• **Requirement**: Exactly reproduce the lines from the line containing "Target: blue eye" to the end of the data below, inclusive, and nothing else.

Dataset excerpts
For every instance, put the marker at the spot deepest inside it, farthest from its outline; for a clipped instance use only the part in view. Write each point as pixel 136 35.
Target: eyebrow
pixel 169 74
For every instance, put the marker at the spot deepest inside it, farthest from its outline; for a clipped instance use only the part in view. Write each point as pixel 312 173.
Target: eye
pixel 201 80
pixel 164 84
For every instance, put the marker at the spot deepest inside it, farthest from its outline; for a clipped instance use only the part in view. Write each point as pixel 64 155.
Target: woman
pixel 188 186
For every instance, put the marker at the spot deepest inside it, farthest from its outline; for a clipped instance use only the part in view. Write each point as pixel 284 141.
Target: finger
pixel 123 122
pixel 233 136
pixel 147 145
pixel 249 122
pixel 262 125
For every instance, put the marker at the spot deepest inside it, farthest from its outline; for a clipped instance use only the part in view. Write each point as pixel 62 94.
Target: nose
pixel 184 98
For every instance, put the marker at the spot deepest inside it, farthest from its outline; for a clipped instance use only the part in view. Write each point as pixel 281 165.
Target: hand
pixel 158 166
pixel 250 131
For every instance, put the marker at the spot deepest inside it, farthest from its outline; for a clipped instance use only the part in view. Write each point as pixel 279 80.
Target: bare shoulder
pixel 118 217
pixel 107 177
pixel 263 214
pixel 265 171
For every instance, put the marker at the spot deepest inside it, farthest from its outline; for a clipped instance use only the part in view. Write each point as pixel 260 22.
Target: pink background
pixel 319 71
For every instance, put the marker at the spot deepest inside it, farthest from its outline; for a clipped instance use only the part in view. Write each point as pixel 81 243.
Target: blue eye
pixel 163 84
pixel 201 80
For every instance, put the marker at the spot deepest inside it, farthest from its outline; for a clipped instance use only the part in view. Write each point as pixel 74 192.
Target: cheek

• **Result for this exercise**:
Target: blue eye
pixel 163 84
pixel 201 80
For every instance, put the marker at the spot deepest inside it, farthest from its outline; for a clipped instance use only the part in view. Write each point as pixel 74 192.
Target: cheek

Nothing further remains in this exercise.